• TASK INSTRUCTIONS:
Starting with the line that contains "Sports analytics pipeline — identify the window on" and going on through the end of the material, write those lines out again with the requests included. Shift each bounding-box coordinate by adding 125 to it.

• Region labeling material:
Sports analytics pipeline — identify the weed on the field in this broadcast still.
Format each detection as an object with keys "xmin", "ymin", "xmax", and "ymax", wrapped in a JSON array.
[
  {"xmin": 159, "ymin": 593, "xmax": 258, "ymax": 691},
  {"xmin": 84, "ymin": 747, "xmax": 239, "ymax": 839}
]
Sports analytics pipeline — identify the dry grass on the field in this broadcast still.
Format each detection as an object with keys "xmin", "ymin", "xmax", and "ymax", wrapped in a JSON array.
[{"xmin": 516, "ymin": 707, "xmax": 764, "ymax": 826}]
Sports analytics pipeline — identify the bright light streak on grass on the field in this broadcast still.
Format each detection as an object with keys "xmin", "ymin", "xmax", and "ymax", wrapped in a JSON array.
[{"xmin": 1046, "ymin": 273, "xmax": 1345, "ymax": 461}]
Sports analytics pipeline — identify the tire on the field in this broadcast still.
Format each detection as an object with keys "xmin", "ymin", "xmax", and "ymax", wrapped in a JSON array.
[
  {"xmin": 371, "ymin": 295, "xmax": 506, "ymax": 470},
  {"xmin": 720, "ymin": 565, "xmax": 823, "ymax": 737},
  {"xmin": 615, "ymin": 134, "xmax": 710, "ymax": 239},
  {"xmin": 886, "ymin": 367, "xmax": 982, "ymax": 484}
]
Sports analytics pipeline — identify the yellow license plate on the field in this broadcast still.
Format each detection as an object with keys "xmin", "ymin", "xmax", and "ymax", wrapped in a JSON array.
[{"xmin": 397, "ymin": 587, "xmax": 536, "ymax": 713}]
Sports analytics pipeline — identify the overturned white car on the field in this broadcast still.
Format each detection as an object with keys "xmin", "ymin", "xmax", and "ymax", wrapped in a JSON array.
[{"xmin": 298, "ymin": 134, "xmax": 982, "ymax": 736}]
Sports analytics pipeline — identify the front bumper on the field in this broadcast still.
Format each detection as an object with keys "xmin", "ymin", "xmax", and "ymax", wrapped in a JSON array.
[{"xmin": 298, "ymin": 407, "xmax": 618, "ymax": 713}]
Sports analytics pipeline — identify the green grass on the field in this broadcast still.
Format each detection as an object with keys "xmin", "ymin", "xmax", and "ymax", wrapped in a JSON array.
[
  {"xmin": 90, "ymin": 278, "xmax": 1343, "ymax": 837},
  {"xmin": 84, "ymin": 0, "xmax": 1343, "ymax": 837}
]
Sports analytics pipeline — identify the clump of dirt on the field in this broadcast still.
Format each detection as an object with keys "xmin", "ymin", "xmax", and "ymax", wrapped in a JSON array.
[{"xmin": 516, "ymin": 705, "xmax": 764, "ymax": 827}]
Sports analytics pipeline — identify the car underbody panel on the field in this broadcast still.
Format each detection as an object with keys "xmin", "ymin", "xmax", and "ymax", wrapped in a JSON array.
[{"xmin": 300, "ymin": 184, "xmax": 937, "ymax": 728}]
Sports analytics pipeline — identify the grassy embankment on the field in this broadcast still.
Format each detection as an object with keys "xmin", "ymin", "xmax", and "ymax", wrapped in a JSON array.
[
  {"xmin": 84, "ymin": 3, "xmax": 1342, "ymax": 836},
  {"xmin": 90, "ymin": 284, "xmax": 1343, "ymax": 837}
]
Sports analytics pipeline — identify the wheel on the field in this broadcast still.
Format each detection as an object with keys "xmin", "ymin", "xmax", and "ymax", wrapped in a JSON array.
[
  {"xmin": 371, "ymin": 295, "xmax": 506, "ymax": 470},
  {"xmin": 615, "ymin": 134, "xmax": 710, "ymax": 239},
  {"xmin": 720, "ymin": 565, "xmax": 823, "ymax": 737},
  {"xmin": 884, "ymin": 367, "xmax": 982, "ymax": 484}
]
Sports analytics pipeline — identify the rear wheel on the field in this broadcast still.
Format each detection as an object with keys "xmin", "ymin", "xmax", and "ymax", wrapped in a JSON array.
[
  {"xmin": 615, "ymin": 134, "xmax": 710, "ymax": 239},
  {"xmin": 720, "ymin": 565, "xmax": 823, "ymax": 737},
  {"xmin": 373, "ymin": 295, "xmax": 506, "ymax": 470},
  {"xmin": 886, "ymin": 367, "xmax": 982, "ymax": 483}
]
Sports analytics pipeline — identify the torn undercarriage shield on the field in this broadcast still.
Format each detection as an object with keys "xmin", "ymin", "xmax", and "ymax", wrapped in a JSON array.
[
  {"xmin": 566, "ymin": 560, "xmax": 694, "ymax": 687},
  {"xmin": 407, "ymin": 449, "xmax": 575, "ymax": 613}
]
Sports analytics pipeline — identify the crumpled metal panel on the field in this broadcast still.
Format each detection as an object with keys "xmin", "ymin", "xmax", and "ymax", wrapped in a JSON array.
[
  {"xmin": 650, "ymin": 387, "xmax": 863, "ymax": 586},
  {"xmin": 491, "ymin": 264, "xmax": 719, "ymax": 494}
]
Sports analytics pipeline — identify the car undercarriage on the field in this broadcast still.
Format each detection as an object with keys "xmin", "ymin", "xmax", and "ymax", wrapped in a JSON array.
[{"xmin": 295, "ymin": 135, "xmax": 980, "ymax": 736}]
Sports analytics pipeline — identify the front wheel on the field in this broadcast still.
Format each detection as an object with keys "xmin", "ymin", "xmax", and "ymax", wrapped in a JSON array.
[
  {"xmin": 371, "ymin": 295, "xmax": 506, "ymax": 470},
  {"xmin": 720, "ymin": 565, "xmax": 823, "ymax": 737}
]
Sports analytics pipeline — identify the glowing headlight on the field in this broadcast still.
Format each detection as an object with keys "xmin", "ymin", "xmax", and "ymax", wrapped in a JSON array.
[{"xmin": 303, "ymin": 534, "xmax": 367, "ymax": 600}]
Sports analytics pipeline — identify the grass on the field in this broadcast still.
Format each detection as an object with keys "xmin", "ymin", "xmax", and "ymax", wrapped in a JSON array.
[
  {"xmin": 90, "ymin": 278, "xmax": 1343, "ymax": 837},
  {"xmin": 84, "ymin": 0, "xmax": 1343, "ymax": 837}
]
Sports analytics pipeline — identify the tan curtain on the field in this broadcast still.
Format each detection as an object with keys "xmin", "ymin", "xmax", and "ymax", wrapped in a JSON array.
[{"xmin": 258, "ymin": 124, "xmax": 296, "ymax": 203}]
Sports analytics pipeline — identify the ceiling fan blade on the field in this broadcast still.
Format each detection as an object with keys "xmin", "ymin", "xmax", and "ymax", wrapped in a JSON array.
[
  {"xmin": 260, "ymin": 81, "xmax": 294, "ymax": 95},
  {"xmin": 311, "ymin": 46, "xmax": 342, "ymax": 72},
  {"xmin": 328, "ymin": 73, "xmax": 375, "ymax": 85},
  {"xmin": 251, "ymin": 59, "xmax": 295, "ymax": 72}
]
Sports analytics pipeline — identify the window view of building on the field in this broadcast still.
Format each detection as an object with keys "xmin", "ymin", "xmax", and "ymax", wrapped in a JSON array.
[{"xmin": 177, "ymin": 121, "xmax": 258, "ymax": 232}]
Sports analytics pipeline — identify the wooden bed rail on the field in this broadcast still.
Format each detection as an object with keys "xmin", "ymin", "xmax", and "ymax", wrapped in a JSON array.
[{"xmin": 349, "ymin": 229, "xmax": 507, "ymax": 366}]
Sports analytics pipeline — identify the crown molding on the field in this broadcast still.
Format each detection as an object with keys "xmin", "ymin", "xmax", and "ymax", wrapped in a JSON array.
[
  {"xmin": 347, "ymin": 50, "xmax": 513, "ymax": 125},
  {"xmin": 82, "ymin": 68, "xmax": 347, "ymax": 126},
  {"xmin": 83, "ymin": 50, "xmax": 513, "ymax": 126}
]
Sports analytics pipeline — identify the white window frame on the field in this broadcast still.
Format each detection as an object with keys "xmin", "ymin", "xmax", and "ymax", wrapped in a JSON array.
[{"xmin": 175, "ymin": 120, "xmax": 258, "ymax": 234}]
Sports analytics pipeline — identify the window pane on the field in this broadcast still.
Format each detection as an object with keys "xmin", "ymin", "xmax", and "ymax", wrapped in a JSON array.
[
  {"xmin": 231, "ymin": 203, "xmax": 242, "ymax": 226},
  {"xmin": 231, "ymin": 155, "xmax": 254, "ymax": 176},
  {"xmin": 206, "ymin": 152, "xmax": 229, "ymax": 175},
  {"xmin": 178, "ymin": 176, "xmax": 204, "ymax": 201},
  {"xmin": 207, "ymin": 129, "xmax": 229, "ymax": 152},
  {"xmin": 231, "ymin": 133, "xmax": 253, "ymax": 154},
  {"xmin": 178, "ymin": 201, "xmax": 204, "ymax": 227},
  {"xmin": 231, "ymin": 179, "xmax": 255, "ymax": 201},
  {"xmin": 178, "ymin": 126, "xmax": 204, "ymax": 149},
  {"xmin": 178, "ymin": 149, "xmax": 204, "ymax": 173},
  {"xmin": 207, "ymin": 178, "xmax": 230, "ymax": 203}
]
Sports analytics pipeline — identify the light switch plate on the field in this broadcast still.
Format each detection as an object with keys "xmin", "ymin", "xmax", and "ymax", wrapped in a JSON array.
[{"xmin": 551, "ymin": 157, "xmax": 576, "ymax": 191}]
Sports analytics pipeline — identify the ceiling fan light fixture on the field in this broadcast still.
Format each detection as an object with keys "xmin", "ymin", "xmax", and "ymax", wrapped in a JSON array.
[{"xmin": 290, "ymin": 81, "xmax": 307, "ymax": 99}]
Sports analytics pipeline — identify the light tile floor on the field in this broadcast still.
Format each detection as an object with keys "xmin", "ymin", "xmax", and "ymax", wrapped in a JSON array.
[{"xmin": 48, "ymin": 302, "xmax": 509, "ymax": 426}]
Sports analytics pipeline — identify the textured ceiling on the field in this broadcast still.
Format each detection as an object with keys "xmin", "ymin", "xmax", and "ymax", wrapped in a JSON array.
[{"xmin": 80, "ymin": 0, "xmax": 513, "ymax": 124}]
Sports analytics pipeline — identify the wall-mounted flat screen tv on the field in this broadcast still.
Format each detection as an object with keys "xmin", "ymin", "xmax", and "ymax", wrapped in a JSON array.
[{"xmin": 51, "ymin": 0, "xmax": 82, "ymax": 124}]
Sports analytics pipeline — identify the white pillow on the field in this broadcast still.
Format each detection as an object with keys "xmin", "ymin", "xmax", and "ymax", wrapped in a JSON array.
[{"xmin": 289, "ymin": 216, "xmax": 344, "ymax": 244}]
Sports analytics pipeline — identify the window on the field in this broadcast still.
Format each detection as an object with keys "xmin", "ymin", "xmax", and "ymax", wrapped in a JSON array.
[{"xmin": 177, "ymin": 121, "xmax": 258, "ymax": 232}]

• WRITTEN SOLUTION:
Sports analytics pipeline — identify the window on the field in this broadcast still.
Format each detection as an object with keys "xmin", "ymin", "xmax", and "ymax", wrapped in a JSON array.
[{"xmin": 302, "ymin": 246, "xmax": 383, "ymax": 357}]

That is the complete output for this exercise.